> Instruction
Print the data below line for line without any changes, leaving out the pictures.
* START Exercise materials *
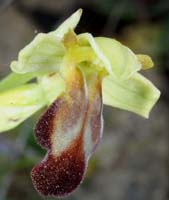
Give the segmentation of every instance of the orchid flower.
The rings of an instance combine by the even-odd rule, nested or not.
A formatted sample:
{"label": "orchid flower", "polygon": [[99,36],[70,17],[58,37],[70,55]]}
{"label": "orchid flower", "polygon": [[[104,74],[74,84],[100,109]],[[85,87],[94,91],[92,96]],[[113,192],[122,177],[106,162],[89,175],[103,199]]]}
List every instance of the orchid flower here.
{"label": "orchid flower", "polygon": [[[0,132],[47,107],[35,128],[45,158],[31,172],[43,196],[63,197],[84,178],[102,137],[103,104],[148,118],[159,90],[139,70],[153,66],[115,39],[74,32],[82,10],[38,34],[0,82]],[[36,79],[34,82],[30,82]]]}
* END Exercise materials *
> In response
Give the segmentation of every instance of the orchid flower.
The rings of an instance combine by the even-odd rule, nested or not.
A formatted sample:
{"label": "orchid flower", "polygon": [[99,36],[70,17],[58,37],[70,55]]}
{"label": "orchid flower", "polygon": [[[104,74],[74,84],[100,109]],[[85,87],[94,91],[92,96]],[[113,192],[122,177],[106,162],[89,175],[103,199]]]}
List every instance of the orchid flower here.
{"label": "orchid flower", "polygon": [[[0,132],[47,107],[35,128],[45,158],[31,172],[43,196],[63,197],[84,178],[102,137],[103,104],[148,118],[159,90],[139,70],[153,66],[115,39],[74,32],[82,10],[38,34],[0,82]],[[36,79],[34,82],[30,82]]]}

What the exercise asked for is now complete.